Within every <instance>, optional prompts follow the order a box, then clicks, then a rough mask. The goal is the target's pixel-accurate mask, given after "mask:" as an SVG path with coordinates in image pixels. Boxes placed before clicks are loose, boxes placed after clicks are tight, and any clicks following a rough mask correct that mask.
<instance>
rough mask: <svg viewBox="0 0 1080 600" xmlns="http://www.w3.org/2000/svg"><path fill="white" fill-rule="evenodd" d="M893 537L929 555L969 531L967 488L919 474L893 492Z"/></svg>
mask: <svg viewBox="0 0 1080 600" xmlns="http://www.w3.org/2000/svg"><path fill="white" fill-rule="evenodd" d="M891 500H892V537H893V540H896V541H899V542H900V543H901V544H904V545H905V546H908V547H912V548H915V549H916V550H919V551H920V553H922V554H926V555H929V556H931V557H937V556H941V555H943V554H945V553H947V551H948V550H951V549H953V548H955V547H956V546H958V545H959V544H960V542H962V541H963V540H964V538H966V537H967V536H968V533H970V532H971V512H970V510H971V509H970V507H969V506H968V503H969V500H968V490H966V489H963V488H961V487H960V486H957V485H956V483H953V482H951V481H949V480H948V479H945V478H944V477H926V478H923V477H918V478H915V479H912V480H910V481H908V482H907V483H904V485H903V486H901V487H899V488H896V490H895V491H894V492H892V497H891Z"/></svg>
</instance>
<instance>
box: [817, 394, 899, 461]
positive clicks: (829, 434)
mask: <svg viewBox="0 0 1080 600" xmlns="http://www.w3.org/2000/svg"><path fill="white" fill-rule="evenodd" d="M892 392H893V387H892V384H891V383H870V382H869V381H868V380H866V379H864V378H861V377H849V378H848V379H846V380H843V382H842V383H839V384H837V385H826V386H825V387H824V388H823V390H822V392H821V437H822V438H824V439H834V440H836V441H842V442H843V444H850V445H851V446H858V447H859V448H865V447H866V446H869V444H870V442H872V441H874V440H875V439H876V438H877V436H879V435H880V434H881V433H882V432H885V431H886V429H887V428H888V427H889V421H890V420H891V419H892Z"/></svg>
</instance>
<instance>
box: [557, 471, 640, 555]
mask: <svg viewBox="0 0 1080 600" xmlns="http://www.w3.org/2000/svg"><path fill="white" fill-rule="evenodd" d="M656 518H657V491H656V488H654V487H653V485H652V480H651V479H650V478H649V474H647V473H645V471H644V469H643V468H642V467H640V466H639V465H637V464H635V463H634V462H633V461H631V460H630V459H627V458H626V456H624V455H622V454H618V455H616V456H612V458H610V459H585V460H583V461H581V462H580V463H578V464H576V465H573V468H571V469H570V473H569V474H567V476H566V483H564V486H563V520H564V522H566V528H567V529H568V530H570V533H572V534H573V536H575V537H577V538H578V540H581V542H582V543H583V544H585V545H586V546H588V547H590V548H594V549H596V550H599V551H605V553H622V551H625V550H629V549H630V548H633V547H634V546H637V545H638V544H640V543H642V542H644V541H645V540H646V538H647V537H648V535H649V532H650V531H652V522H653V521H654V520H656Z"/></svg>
# # # # #
### WORK TASK:
Count the lines in the records above that contain the string "clicks", matching case exactly. Give only the number.

### ANSWER BOX:
2